● Task details
The required output is every entry, printed exactly as written.

(Records from a data collection)
=== Section Start ===

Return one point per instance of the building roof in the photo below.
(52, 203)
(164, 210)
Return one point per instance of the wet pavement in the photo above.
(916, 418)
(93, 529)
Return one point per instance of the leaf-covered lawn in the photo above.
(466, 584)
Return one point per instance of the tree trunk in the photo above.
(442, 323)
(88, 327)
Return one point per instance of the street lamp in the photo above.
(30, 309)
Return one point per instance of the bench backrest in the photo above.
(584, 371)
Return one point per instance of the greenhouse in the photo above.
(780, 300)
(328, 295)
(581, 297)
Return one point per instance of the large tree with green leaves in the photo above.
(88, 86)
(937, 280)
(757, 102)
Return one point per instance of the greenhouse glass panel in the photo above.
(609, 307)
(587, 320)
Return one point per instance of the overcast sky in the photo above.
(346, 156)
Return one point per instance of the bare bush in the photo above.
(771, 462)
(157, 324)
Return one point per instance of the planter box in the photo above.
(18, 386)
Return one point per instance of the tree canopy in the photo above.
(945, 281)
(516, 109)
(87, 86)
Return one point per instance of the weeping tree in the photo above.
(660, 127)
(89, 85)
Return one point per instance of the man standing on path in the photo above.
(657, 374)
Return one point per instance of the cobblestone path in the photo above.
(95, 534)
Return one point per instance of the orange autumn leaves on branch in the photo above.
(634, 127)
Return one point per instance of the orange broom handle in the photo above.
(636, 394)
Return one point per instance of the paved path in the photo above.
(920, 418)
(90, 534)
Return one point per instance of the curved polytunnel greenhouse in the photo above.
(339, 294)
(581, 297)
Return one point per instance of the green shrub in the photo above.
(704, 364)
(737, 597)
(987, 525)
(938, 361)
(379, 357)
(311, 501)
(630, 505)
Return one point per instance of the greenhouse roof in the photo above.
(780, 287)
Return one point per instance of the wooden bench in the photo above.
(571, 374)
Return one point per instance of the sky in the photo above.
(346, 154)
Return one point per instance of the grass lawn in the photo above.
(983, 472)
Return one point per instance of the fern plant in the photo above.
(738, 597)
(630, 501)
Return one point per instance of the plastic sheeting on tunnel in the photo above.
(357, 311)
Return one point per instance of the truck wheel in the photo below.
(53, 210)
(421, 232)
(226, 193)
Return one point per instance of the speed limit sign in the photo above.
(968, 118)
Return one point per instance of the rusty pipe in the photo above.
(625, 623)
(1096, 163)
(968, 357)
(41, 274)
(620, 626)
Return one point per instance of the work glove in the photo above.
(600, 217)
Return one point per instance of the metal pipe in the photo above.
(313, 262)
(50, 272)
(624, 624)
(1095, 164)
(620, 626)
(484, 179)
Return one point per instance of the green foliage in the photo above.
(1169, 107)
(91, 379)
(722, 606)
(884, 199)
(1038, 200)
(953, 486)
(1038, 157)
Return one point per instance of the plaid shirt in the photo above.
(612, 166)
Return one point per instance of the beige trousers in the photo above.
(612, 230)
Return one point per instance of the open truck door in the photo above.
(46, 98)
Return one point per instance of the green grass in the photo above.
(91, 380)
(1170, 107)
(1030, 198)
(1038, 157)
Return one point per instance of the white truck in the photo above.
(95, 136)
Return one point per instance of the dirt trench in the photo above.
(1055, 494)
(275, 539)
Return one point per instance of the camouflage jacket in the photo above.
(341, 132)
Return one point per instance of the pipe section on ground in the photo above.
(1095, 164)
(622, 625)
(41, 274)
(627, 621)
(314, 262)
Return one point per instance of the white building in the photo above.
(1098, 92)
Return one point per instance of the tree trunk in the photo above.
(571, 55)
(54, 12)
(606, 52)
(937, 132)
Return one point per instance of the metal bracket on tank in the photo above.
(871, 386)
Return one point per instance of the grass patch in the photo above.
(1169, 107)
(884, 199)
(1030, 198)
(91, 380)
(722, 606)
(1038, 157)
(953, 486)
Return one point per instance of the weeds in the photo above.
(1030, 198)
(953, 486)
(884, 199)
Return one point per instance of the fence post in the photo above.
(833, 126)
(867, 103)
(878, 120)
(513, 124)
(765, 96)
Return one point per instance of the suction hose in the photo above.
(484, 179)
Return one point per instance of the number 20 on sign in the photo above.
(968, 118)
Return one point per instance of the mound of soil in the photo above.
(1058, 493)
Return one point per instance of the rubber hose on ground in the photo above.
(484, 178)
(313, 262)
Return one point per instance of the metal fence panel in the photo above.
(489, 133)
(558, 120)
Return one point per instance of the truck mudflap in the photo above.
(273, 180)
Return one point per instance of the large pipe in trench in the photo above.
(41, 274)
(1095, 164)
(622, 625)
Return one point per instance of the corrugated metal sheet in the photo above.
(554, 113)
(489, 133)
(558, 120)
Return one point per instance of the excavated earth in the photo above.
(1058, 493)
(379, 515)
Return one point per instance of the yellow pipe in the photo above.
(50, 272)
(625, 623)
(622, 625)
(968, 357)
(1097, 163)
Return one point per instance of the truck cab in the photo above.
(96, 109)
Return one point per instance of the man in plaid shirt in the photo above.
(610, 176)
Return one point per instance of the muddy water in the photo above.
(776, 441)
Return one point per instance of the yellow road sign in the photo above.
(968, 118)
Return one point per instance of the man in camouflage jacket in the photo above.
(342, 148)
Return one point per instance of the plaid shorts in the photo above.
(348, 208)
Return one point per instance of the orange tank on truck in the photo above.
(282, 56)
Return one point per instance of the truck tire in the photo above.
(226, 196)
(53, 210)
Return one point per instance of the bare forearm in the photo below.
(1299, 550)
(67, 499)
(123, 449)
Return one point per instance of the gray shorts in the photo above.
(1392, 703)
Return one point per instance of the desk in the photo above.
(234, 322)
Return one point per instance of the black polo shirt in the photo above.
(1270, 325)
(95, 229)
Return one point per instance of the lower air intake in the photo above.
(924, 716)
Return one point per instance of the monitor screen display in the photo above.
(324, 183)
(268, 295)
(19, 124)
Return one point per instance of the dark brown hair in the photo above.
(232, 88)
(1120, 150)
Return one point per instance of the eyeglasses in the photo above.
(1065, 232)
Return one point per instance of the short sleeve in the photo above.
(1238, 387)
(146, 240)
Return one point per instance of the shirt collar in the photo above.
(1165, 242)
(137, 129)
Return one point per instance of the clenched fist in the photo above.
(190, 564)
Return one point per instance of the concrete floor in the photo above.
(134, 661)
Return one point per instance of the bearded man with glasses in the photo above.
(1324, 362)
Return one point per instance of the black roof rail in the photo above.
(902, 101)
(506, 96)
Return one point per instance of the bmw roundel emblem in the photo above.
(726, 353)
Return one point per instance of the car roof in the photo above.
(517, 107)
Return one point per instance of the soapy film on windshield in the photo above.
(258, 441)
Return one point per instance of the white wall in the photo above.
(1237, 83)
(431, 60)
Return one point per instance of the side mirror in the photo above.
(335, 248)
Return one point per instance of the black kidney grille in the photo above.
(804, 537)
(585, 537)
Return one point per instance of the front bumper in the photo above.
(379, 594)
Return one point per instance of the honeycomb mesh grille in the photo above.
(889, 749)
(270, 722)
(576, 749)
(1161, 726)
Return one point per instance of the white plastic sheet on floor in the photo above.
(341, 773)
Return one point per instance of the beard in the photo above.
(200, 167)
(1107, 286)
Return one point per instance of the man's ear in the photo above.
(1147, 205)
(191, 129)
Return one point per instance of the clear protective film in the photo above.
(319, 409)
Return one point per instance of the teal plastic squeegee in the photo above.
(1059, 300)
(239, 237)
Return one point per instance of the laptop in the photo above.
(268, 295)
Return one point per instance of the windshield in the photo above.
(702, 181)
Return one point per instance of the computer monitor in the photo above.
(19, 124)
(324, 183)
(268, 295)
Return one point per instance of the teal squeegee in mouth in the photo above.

=== Section End ===

● Written answer
Return one point per instance of the building roof in the photo below.
(52, 203)
(164, 210)
Return one point per instance of the wet pavement in the photo above.
(916, 418)
(93, 529)
Return one point per instance of the leaf-covered lawn in the photo above.
(466, 584)
Return one point per instance of the tree trunk in the photo above.
(442, 323)
(88, 327)
Return one point per instance of the street lamp in the photo above.
(30, 309)
Return one point per instance of the bench backrest in the photo above.
(584, 371)
Return one point per instance of the greenhouse in the photo above.
(780, 300)
(328, 295)
(581, 297)
Return one point per instance of the large tree with green leaves in the photo above.
(88, 86)
(937, 280)
(757, 102)
Return one point per instance of the greenhouse glass panel in the photo above.
(609, 307)
(587, 320)
Return one point per instance of the overcast sky in the photo above.
(346, 156)
Return one point per instance of the bare bush in the photo above.
(771, 462)
(157, 324)
Return one point per instance of the planter box in the photo above.
(18, 386)
Return one point per instance of the tree canopy in the photo above.
(945, 281)
(516, 109)
(87, 86)
Return one point per instance of the weeping tree in the photo above.
(660, 127)
(89, 85)
Return one point per instance of the man standing on path in the photo above.
(657, 374)
Return one point per instance of the cobblestone path in the photo above.
(95, 534)
Return one point per instance of the orange autumn leaves on branch in the photo above.
(634, 127)
Return one point per instance of the orange broom handle in the photo above.
(636, 394)
Return one point per instance of the paved path in the photo above.
(920, 418)
(90, 534)
Return one point per instance of the curved polytunnel greenhouse in the photo above.
(339, 294)
(581, 297)
Return one point per instance of the green shrub in the photo above.
(704, 364)
(737, 597)
(987, 525)
(938, 361)
(379, 357)
(311, 501)
(630, 505)
Return one point per instance of the greenhouse roof in the photo above.
(780, 287)
Return one point per instance of the wooden bench in the photo above.
(571, 374)
Return one point per instance of the sky in the photo above.
(346, 154)
Return one point per instance of the grass lawn in the photo above.
(983, 472)
Return one point per instance of the fern plant in the photo above.
(738, 597)
(630, 501)
Return one point per instance of the plastic sheeting on tunnel in the photo above.
(357, 311)
Return one point per instance of the truck wheel in the photo below.
(53, 210)
(421, 232)
(226, 193)
Return one point per instance of the speed limit sign in the photo above.
(968, 118)
Return one point per instance of the rusty pipe in the photo above.
(625, 623)
(1096, 163)
(968, 357)
(41, 274)
(620, 626)
Return one point per instance of the work glove in the photo above.
(600, 217)
Return one point per instance of the metal pipe in the photo above.
(313, 262)
(50, 272)
(624, 624)
(1095, 164)
(620, 626)
(484, 179)
Return one point per instance of the green foliage in the photo above.
(1169, 107)
(91, 379)
(722, 606)
(884, 199)
(1038, 200)
(953, 486)
(1038, 157)
Return one point per instance of the plaid shirt in the photo above.
(612, 166)
Return one point per instance of the beige trousers in the photo above.
(612, 230)
Return one point per instance of the open truck door in the photo above.
(46, 98)
Return one point per instance of the green grass in the photo above.
(91, 380)
(1170, 107)
(1030, 198)
(1038, 157)
Return one point per instance of the white truck in the photo above.
(95, 136)
Return one point per instance of the dirt trench in the photo above.
(1055, 494)
(275, 539)
Return one point per instance of the camouflage jacket in the photo above.
(341, 132)
Return one point per instance of the pipe section on ground in the photo above.
(1095, 164)
(622, 625)
(41, 274)
(627, 621)
(314, 262)
Return one point per instance of the white building in the photo above.
(1098, 92)
Return one point per instance of the tree trunk in the photo above.
(571, 55)
(54, 12)
(606, 52)
(937, 132)
Return one point per instance of the metal bracket on tank in the photo above.
(871, 386)
Return one point per instance of the grass patch in the photo above.
(1169, 107)
(884, 199)
(1030, 198)
(91, 380)
(722, 606)
(1038, 157)
(953, 486)
Return one point per instance of the weeds in the photo above.
(1030, 198)
(953, 486)
(884, 199)
Return one point per instance of the fence post in the photo above.
(833, 126)
(867, 103)
(878, 120)
(513, 124)
(765, 96)
Return one point per instance of the suction hose in the photo above.
(484, 179)
Return one point per instance of the number 20 on sign in the photo above.
(968, 118)
Return one point per instance of the mound of soil in the photo above.
(1058, 493)
Return one point per instance of the rubber hose on ground in the photo above.
(484, 178)
(313, 262)
Return one point per instance of the metal fence panel in the photo above.
(489, 133)
(558, 120)
Return one point per instance of the truck mudflap in the photo above.
(273, 180)
Return one point per instance of the large pipe in trench in the photo above.
(41, 274)
(1095, 164)
(622, 625)
Return one point per instance of the corrugated metal sheet in the photo above.
(554, 113)
(489, 133)
(558, 120)
Return one point per instance of the excavated earth in the photo above.
(1058, 493)
(379, 515)
Return one point per instance of the yellow pipe in the photo above.
(50, 272)
(625, 623)
(622, 625)
(968, 357)
(1097, 163)
Return one point per instance of the truck cab in the photo above.
(96, 109)
Return one point per instance of the man in plaid shirt in the photo above.
(610, 176)
Return one point per instance of the muddy water in the photo above.
(776, 441)
Return one point per instance of the yellow road sign in the photo above.
(968, 118)
Return one point per instance of the man in camouflage jacket in the photo above.
(342, 148)
Return one point per instance of the plaid shorts in the photo above.
(348, 208)
Return one point per instance of the orange tank on truck in the photo above.
(282, 56)
Return one point per instance of the truck tire in the photo above.
(226, 196)
(53, 210)
Return one point per instance of the bare forearm in the photo below.
(1299, 550)
(67, 499)
(123, 449)
Return one point per instance of the gray shorts in the photo above.
(1392, 703)
Return one point per instance of the desk in the photo above.
(234, 322)
Return one point per instance of the black polo shirt in the photo above.
(1270, 325)
(95, 229)
Return one point per instance of the lower air intake in the photo above.
(924, 716)
Return one point per instance of the monitor screen display in the photo above.
(324, 183)
(268, 295)
(19, 124)
Return one point per instance of the dark brown hair in the photo above.
(232, 88)
(1120, 150)
Return one point per instance of the eyeglasses in the photo above.
(1065, 232)
Return one point per instance of the short sleeve in the photo above.
(1238, 387)
(146, 240)
Return one point per instance of the shirt collar in the photo above.
(1165, 242)
(137, 129)
Return one point per instance of the clenched fist in the photo above.
(190, 564)
Return one point per instance of the concrete floor in the photo above.
(134, 661)
Return one point per instance of the bearded man with glasses in the photo above.
(1324, 362)
Return one point per instance of the black roof rail in the photo above.
(902, 101)
(506, 96)
Return one point per instance of the bmw roundel emblem in the photo above.
(726, 353)
Return one point per instance of the car roof in the photo above.
(517, 107)
Return one point per instance of the soapy film on windshield in the photo above.
(258, 441)
Return one point per instance of the white wall in the photo above.
(1237, 83)
(431, 60)
Return one point per instance of the side mirror in the photo above.
(335, 248)
Return one point per instance of the black kidney grille in the photo above.
(804, 537)
(585, 537)
Return one point per instance of the front bumper in the photo above.
(379, 594)
Return one point per instance of the honeycomb mesh grille in the photo above.
(889, 749)
(270, 722)
(576, 749)
(1161, 726)
Return one point per instance of the white plastic sheet on floor in the photo above.
(341, 773)
Return one point per instance of the beard in the photo above.
(200, 167)
(1107, 286)
Return one point per instance of the man's ear in the photo above.
(1147, 205)
(191, 129)
Return one point per instance of the clear protective film in the photo above.
(319, 409)
Return one point per instance of the teal plastic squeegee in the photo above.
(1059, 300)
(239, 237)
Return one point per instance of the laptop in the photo above.
(268, 295)
Return one point per instance of the windshield in the photo above.
(702, 181)
Return one point per instance of the computer monitor in the photo above.
(19, 124)
(324, 183)
(268, 295)
Return one point per instance of the teal squeegee in mouth in the photo above.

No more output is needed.